[start]
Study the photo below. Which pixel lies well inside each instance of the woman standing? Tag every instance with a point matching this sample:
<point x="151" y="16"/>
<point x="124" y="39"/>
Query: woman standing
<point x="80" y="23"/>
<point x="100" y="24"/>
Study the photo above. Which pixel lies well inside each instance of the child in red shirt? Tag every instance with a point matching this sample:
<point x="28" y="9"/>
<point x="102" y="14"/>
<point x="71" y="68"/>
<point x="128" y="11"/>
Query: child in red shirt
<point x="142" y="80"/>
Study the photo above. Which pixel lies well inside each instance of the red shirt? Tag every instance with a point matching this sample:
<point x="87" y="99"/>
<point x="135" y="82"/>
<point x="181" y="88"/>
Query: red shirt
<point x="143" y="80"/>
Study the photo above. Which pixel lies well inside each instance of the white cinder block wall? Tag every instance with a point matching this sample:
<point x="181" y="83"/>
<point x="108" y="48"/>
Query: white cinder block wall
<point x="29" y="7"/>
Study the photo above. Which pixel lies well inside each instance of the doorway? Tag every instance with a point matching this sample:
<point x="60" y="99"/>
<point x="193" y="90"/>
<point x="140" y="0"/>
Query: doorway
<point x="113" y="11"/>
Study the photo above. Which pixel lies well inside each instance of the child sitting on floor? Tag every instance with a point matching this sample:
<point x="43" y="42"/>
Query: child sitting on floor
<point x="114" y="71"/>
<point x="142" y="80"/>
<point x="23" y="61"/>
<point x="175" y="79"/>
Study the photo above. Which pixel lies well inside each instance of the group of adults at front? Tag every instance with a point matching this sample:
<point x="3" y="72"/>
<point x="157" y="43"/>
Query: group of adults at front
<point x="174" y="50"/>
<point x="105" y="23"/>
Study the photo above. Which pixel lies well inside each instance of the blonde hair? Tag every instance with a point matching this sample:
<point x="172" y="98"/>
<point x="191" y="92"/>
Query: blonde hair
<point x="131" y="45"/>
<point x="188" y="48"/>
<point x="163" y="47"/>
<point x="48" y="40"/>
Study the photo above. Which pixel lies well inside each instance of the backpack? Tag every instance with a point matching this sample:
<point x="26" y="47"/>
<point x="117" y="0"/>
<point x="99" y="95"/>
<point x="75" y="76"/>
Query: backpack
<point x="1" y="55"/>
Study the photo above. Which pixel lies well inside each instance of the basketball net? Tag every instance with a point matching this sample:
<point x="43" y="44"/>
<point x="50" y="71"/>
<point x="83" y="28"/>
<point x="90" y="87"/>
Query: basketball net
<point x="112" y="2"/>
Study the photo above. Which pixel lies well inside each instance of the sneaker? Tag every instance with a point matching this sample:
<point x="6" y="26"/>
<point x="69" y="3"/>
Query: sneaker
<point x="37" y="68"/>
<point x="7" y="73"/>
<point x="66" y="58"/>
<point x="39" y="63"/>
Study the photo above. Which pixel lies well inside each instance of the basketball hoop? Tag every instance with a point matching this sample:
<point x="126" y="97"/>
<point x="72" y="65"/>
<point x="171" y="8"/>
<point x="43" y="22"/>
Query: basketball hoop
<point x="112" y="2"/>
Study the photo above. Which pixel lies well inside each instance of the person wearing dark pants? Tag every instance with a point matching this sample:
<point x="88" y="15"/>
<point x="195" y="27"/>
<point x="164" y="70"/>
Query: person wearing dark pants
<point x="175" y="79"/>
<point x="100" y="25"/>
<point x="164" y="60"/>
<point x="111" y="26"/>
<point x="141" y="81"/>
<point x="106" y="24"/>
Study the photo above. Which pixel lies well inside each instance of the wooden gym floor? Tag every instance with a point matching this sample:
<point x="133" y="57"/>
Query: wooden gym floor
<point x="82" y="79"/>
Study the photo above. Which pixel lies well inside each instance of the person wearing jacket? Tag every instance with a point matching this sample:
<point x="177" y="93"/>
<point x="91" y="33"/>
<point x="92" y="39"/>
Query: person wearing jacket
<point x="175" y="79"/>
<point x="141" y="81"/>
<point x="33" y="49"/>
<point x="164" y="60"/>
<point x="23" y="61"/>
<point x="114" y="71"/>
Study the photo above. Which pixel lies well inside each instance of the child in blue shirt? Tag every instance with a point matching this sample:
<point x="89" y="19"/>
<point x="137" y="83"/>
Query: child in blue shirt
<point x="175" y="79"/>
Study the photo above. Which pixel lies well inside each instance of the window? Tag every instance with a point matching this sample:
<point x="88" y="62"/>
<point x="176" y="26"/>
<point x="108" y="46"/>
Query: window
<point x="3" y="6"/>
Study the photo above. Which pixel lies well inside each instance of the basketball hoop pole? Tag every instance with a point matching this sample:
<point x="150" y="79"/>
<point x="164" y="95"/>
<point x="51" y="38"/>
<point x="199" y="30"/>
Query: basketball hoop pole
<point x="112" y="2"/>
[end]
## What you will do:
Reproduce the complete data exactly as presented above.

## Answer:
Study the photo below. Which pixel lies well inside each instance of the woman standing? Tag every instance with a point matching this sample:
<point x="151" y="16"/>
<point x="124" y="39"/>
Query: woman standing
<point x="80" y="23"/>
<point x="100" y="24"/>
Study the photo above. Which pixel lies well inside each instance of the child in red shirt? Tag every instance with a point matching this sample:
<point x="28" y="9"/>
<point x="102" y="14"/>
<point x="71" y="68"/>
<point x="128" y="11"/>
Query: child in red shirt
<point x="142" y="80"/>
Study the photo above. Which pixel lies well inside each instance of the red shirt? Tag every instance with a point matching this sample:
<point x="87" y="99"/>
<point x="135" y="82"/>
<point x="181" y="88"/>
Query: red shirt
<point x="143" y="80"/>
Study the photo above. Which pixel lies well inside each instance of the white cinder block wall? Tag every instance with a point matching this sample:
<point x="181" y="83"/>
<point x="108" y="48"/>
Query: white cinder block wall
<point x="29" y="7"/>
Study the photo above. Which pixel lies well inside each instance of the doorway? Tag every instance with a point matching this sample:
<point x="60" y="99"/>
<point x="193" y="90"/>
<point x="140" y="0"/>
Query: doorway
<point x="113" y="11"/>
Study the photo above. Which pixel lies well inside each instance of the child sitting on floor? Tag every instance with a point matching this sample:
<point x="43" y="42"/>
Query: child sitting on floor
<point x="114" y="71"/>
<point x="142" y="80"/>
<point x="23" y="61"/>
<point x="175" y="79"/>
Study the photo above. Which pixel lies well inside each instance of the group of adults at front? Tag every instance with a point matching this sample:
<point x="3" y="72"/>
<point x="157" y="43"/>
Query: group of adults at front
<point x="174" y="50"/>
<point x="105" y="23"/>
Study the photo above. Which pixel lies well inside each instance of the blonde hair? Tag every instance with a point matching this sample:
<point x="172" y="98"/>
<point x="191" y="92"/>
Query: blonde hair
<point x="131" y="45"/>
<point x="188" y="48"/>
<point x="163" y="47"/>
<point x="48" y="40"/>
Study the photo above. Which pixel lies well inside each instance of the backpack? Tag every instance with a point matching this sample:
<point x="26" y="47"/>
<point x="117" y="0"/>
<point x="99" y="95"/>
<point x="75" y="76"/>
Query: backpack
<point x="1" y="55"/>
Study the photo above. Which pixel lies well inside each instance of the basketball net? Tag every instance with a point matching this sample:
<point x="43" y="44"/>
<point x="50" y="71"/>
<point x="83" y="28"/>
<point x="90" y="87"/>
Query: basketball net
<point x="112" y="2"/>
Study the photo above. Which pixel lies well inside each instance of the sneaker? Tag every instance with a point matching this sample:
<point x="6" y="26"/>
<point x="69" y="3"/>
Query: sneaker
<point x="37" y="68"/>
<point x="7" y="73"/>
<point x="66" y="58"/>
<point x="39" y="63"/>
Study the photo above. Which pixel lies well inside each instance of the basketball hoop? Tag every instance with a point matching this sample:
<point x="126" y="97"/>
<point x="72" y="65"/>
<point x="171" y="8"/>
<point x="43" y="22"/>
Query: basketball hoop
<point x="112" y="2"/>
Study the photo above. Which pixel lies well inside each instance of the person wearing dark pants? Tag every instance with a point matching this sample:
<point x="88" y="15"/>
<point x="195" y="27"/>
<point x="164" y="70"/>
Query: person wearing dark pants
<point x="175" y="79"/>
<point x="100" y="25"/>
<point x="164" y="60"/>
<point x="111" y="26"/>
<point x="141" y="81"/>
<point x="106" y="24"/>
Study the photo above. Which pixel lies well inside each instance of the wooden gym floor? Tag every instance with a point matching this sample:
<point x="133" y="57"/>
Query: wooden gym floor
<point x="82" y="79"/>
Study the photo above. Which pixel lies well inside each instance of the person wearing jacket? Tag every instance with a point matching this sample:
<point x="177" y="93"/>
<point x="91" y="33"/>
<point x="92" y="39"/>
Query: person wearing jacket
<point x="175" y="79"/>
<point x="141" y="81"/>
<point x="33" y="49"/>
<point x="164" y="60"/>
<point x="23" y="61"/>
<point x="114" y="71"/>
Study the photo above. Which pixel lies well inside each instance of the child in blue shirt? Tag every instance with a point matching this sample:
<point x="89" y="19"/>
<point x="137" y="83"/>
Query: child in blue shirt
<point x="175" y="79"/>
Study the photo above. Which pixel lies well inside each instance of the window? Tag every instance with a point matching this sample:
<point x="88" y="62"/>
<point x="176" y="26"/>
<point x="108" y="46"/>
Query: window
<point x="3" y="6"/>
Study the photo above. Which pixel lies well inside each instance of the basketball hoop pole? Tag every instance with a point matching this sample:
<point x="150" y="79"/>
<point x="164" y="95"/>
<point x="51" y="38"/>
<point x="199" y="30"/>
Query: basketball hoop pole
<point x="112" y="2"/>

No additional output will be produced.